* BEGIN Document extract *
Yeah! is the ninth studio album by British rock band Def Leppard. It is the first cover album by the band. It was originally to be released on 20 September 2005, but it was announced on 31 March 2006 that the album would be released on 23 May 2006. The album charted at No. 16 on the Billboard 200 and No. 52 on the UK Albums Chart.

Artwork
The accompanying booklet contains photographs of the band members recreating classic images from '70s album art.
 Rick Savage – Freddie Mercury from the album Queen II
 Vivian Campbell – Marc Bolan from T. Rex's Electric Warrior
 Joe Elliott – David Bowie from the rear cover of The Rise and Fall of Ziggy Stardust and the Spiders from Mars
 Rick Allen – Lou Reed, Transformer
 Phil Collen – The Stooges, Raw Power
There are also four group photographs in the CD booklet – on the cover, the centre, inside back cover and the back cover.
* END Document extract *
* BEGIN Records shown *
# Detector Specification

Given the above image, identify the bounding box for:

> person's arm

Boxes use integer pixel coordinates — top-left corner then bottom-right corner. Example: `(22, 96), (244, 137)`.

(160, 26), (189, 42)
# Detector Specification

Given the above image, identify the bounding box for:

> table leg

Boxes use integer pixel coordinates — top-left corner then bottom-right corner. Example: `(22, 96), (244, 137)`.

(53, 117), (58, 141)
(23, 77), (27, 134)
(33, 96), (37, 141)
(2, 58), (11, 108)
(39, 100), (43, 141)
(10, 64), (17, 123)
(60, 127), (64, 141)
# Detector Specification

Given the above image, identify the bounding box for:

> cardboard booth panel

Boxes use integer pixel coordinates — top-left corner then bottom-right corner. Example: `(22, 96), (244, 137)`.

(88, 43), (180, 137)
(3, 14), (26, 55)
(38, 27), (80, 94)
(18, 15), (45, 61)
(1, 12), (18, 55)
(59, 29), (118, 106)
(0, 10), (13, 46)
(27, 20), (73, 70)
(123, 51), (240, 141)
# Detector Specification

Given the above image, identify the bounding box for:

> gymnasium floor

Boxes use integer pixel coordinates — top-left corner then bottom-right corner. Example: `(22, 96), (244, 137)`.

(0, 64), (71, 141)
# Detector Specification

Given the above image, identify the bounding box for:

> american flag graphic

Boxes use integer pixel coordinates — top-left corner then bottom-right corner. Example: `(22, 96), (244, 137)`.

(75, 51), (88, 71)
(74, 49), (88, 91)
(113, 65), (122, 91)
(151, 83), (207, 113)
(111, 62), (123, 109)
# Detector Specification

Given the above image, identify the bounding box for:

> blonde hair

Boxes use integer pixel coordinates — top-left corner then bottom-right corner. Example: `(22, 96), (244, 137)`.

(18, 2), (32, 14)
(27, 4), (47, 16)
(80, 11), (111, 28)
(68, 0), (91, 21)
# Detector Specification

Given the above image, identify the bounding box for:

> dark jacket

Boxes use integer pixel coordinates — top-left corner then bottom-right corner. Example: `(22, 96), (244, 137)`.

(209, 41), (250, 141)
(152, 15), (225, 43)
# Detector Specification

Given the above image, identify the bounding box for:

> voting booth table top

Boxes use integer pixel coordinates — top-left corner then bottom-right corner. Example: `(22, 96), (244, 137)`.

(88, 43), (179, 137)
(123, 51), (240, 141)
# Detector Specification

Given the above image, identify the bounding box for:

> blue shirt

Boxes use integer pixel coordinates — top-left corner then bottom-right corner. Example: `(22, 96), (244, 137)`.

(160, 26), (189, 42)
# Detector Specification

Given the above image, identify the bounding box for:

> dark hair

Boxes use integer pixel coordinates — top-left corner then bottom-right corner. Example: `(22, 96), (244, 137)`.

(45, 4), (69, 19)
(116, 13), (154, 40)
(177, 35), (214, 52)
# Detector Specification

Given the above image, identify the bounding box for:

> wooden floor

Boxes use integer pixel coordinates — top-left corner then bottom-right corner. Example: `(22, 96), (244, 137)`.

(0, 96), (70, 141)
* END Records shown *
Answer these questions about the article on the album Yeah!
1. On what date was it announced that the album would be released on 23 May 2006?
2. Which band member recreates an image of Marc Bolan?
3. How many group photographs does the CD booklet contain?

## The response:
1. 31 March 2006
2. Vivian Campbell
3. Four